Task to complete = Retype, word for word, every line of the records below starting at the one that contains "positive clicks: (128, 70) (128, 69)" and ending at the one that contains "rough mask: <svg"; include both of those lines and nothing more.

Supplied data =
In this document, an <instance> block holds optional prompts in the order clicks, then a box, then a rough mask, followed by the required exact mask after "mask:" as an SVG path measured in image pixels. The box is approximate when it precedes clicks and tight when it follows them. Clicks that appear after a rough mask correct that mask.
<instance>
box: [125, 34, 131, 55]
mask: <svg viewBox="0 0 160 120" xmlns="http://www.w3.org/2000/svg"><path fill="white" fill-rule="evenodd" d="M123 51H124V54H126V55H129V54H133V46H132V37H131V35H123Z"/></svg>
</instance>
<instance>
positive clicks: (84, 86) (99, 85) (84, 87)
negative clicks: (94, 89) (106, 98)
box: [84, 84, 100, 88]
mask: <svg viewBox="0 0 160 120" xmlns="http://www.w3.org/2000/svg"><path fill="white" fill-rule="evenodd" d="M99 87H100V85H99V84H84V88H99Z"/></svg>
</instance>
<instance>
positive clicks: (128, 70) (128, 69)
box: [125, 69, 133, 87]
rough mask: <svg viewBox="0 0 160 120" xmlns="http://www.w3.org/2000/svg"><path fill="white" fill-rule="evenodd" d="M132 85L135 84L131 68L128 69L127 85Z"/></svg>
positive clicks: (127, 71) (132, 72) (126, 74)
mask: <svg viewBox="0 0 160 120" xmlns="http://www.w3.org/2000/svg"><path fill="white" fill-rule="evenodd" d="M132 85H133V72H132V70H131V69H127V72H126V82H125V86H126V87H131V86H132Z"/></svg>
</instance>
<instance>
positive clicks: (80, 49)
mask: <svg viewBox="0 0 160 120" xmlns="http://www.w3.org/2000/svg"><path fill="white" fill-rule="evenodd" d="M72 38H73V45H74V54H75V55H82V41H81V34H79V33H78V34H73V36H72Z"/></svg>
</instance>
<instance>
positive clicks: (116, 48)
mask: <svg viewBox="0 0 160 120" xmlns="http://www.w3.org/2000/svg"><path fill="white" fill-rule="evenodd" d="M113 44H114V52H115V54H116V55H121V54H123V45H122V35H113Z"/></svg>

Result of the exercise =
positive clicks: (128, 70) (128, 69)
box: [125, 69, 133, 87]
rough mask: <svg viewBox="0 0 160 120" xmlns="http://www.w3.org/2000/svg"><path fill="white" fill-rule="evenodd" d="M132 85L135 84L131 68L128 69L127 85Z"/></svg>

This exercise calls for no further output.